##### DATA SUPPLIED

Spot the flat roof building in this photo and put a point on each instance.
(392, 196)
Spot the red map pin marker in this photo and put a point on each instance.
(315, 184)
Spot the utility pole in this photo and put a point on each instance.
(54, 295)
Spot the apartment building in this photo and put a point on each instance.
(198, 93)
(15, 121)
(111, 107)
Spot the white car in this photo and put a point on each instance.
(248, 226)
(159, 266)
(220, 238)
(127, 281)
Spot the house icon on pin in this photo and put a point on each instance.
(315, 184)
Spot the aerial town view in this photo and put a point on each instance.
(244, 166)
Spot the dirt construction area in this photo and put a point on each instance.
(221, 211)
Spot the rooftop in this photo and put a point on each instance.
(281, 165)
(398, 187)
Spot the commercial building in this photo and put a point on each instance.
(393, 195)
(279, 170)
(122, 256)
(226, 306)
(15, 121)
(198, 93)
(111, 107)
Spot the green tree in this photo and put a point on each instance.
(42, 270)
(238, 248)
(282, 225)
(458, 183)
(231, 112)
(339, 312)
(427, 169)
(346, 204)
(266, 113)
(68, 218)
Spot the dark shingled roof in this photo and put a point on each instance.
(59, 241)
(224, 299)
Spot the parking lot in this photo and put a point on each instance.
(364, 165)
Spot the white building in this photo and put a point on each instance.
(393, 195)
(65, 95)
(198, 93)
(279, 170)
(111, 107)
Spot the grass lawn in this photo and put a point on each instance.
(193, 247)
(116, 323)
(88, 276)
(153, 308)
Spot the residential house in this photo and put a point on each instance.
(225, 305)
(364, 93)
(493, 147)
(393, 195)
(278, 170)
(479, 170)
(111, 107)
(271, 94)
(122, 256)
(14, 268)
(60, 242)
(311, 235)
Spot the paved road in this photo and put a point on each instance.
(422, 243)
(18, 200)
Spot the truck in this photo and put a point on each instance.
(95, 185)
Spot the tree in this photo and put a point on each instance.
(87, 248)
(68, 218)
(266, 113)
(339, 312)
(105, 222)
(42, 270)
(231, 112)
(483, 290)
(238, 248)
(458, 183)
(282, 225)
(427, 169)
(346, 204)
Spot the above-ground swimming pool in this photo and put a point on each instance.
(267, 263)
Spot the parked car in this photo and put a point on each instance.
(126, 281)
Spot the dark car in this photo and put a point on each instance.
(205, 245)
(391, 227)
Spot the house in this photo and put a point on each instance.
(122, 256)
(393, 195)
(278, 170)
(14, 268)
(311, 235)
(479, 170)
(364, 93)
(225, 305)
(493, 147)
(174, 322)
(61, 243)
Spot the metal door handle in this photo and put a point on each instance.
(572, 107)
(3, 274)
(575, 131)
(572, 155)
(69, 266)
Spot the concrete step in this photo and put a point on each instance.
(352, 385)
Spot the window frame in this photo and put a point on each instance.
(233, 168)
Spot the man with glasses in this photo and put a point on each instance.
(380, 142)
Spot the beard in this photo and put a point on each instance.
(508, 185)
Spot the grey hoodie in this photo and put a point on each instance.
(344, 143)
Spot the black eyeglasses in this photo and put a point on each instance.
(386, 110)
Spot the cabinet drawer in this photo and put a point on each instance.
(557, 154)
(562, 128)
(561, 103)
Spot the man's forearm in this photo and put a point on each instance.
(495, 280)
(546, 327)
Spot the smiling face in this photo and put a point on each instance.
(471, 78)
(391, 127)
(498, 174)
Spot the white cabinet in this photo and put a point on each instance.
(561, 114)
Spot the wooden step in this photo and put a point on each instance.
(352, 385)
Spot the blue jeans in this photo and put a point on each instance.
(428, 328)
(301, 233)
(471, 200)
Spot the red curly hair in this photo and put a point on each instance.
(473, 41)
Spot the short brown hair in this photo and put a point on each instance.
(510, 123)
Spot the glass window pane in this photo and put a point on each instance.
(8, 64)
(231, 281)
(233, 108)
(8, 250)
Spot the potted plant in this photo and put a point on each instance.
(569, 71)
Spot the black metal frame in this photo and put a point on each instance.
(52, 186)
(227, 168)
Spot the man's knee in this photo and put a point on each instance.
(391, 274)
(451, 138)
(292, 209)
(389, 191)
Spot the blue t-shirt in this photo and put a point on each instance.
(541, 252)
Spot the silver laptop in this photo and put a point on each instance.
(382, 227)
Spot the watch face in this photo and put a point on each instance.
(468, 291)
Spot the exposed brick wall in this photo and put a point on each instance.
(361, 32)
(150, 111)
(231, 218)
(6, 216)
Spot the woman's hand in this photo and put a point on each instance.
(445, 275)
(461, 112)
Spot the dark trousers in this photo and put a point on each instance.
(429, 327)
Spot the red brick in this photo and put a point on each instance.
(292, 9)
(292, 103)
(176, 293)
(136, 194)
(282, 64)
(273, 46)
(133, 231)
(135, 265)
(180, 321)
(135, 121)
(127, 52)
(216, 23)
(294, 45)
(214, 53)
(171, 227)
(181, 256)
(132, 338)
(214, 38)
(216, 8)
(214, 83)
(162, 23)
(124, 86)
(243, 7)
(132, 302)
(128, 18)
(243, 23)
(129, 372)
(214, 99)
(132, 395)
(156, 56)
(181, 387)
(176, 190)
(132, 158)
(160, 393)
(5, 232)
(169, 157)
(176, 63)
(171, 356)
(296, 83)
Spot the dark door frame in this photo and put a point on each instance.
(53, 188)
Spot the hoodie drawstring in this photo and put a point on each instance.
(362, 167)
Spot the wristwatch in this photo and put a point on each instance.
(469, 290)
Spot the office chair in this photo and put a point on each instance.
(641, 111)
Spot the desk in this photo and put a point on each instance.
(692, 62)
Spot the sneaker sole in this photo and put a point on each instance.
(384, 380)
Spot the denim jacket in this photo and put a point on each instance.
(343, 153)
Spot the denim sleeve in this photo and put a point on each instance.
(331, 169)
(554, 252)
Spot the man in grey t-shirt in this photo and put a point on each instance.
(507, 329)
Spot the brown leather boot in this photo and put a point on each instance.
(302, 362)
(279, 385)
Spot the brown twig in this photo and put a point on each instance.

##########
##### DATA SUPPLIED

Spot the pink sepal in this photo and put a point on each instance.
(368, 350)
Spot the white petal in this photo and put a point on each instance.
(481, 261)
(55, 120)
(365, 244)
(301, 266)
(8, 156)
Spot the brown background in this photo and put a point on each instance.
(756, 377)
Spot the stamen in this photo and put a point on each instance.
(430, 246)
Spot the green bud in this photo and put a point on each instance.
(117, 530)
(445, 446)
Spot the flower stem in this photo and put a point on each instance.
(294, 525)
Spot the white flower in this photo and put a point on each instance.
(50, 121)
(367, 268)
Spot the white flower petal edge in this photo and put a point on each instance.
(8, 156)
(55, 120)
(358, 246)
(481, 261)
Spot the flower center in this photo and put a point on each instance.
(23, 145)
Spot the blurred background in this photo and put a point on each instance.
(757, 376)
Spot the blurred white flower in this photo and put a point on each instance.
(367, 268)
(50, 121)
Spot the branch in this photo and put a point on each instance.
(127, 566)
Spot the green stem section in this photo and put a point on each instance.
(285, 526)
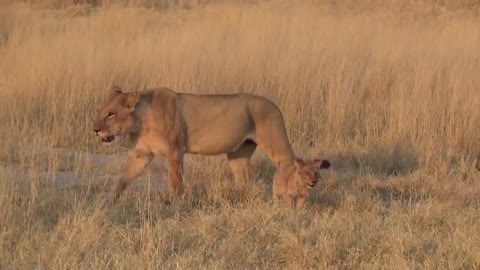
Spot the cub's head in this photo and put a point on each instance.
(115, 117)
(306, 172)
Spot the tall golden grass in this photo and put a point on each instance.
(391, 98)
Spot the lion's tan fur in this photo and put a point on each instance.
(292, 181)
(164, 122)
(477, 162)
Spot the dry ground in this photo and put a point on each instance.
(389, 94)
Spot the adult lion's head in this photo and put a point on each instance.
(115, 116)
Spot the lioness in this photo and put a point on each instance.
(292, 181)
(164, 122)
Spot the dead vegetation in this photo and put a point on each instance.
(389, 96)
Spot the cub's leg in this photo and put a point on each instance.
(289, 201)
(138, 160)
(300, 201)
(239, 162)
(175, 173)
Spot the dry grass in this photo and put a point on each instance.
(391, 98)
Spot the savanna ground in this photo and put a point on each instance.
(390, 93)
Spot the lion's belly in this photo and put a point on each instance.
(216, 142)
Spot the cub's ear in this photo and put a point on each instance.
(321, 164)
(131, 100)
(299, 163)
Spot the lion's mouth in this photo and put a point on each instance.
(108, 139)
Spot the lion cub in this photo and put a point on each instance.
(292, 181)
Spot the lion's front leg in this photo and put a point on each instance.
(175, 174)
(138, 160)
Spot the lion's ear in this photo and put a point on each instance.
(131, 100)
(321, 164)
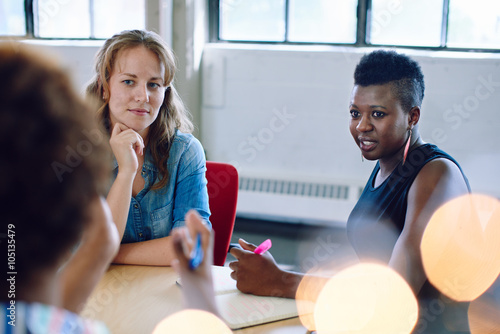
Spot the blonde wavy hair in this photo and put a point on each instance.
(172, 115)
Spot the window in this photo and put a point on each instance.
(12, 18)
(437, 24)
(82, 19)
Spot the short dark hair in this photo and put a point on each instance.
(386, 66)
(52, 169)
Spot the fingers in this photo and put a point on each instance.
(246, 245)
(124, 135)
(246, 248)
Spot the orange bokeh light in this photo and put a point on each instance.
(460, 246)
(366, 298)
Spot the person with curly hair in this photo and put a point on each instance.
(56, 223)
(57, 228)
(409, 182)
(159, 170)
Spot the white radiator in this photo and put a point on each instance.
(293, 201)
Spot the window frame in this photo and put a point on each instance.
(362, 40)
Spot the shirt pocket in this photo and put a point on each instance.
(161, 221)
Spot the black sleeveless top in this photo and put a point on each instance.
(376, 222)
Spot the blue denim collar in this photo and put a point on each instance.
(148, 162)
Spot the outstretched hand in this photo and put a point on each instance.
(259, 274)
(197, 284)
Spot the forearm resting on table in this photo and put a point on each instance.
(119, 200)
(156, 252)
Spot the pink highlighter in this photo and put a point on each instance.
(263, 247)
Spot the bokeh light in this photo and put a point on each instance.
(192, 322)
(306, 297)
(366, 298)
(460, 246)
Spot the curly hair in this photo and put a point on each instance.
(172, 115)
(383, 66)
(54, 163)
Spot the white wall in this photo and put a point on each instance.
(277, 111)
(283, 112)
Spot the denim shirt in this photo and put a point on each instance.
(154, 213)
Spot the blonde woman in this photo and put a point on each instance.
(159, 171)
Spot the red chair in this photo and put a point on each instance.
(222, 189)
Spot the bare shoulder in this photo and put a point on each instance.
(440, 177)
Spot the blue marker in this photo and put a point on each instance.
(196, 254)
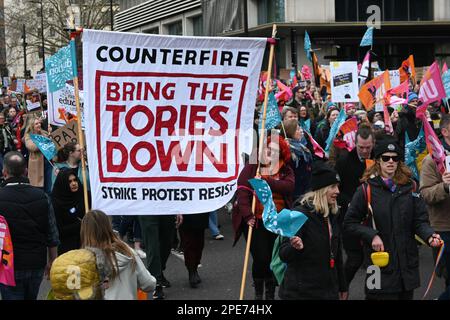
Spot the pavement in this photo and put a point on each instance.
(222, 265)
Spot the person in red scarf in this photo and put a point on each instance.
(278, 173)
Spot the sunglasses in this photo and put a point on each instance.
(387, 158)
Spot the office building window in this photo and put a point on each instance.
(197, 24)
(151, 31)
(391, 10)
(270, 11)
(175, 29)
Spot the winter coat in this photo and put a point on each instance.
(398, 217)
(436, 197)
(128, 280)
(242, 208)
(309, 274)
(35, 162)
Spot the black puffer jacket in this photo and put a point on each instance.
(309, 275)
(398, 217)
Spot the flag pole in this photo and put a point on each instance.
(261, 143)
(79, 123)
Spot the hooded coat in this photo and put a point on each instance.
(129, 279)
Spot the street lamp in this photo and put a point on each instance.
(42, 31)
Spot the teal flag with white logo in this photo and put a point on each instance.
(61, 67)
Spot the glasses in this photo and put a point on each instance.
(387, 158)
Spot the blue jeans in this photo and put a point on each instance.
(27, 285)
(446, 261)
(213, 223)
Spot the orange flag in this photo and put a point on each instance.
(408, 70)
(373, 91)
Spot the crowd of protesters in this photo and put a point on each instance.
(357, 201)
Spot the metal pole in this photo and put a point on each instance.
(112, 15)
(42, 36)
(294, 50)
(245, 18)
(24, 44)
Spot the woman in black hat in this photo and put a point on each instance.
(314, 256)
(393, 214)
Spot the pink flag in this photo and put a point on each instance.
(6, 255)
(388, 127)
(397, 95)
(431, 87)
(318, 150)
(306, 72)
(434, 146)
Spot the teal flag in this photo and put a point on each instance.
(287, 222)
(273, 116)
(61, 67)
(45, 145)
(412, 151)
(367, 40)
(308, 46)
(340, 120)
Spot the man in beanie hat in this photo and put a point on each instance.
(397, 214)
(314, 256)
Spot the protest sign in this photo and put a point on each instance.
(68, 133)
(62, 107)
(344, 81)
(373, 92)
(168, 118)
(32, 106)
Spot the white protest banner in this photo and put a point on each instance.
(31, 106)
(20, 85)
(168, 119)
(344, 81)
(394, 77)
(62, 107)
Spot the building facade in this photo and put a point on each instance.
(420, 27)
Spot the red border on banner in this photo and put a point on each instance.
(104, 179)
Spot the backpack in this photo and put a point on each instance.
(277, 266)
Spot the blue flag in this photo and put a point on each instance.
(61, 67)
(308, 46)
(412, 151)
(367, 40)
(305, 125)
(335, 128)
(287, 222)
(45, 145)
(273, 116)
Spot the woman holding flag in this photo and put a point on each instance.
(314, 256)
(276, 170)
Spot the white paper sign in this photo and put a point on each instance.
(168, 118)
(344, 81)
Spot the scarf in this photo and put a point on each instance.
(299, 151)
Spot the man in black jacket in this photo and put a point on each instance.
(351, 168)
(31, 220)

##########

Could you reproduce, exactly, every line above from the line with "Spot the brown leather" to the line with "Spot the brown twig", and no other line? Both ends count.

EXERCISE ANSWER:
Spot the brown leather boot in this photo and put a point on each instance.
(302, 362)
(279, 385)
Spot the brown twig in this photo and put a point on each instance.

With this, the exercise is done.